■ Task statement
Report each line of the material below that contains the word "leaf". Treat uppercase and lowercase letters as different.

=-=-=

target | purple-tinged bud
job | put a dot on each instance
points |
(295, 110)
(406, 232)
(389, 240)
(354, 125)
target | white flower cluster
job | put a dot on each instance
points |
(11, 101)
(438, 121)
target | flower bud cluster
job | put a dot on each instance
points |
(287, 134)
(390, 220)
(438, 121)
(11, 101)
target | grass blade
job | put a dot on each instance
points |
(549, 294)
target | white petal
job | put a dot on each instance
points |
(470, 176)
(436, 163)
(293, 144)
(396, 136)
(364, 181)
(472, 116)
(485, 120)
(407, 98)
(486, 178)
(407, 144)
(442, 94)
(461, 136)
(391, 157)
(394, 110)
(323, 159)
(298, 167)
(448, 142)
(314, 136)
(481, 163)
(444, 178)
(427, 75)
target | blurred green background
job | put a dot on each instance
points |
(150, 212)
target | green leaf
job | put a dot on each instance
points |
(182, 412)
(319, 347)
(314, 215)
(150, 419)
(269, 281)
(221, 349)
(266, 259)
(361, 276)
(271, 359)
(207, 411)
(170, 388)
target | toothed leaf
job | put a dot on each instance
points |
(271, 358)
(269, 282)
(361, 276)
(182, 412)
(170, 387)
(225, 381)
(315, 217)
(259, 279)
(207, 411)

=-=-=

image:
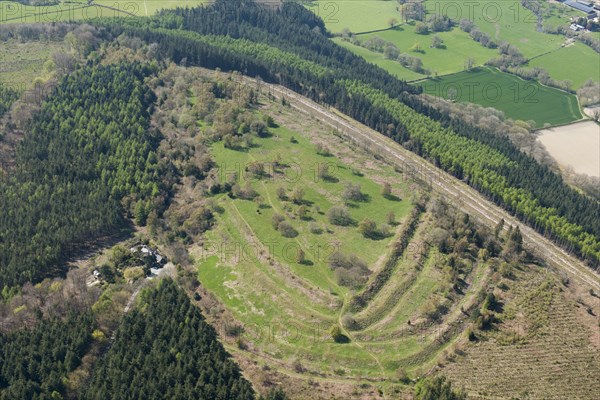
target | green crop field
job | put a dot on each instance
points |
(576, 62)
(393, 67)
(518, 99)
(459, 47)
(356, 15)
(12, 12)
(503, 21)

=-=-=

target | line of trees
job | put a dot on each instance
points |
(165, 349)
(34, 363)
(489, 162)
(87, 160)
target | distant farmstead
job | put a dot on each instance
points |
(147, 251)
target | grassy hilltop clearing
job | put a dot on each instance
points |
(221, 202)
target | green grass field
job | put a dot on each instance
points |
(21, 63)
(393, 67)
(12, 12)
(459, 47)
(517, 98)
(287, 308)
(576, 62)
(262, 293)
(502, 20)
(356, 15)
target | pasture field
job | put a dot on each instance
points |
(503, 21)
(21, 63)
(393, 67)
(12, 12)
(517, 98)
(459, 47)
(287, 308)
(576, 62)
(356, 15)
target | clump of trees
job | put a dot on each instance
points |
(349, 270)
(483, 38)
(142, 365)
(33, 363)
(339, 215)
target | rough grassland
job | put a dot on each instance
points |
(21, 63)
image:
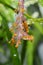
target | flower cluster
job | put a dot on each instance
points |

=-=-=

■ Full output
target | green leaf
target | toothed leaf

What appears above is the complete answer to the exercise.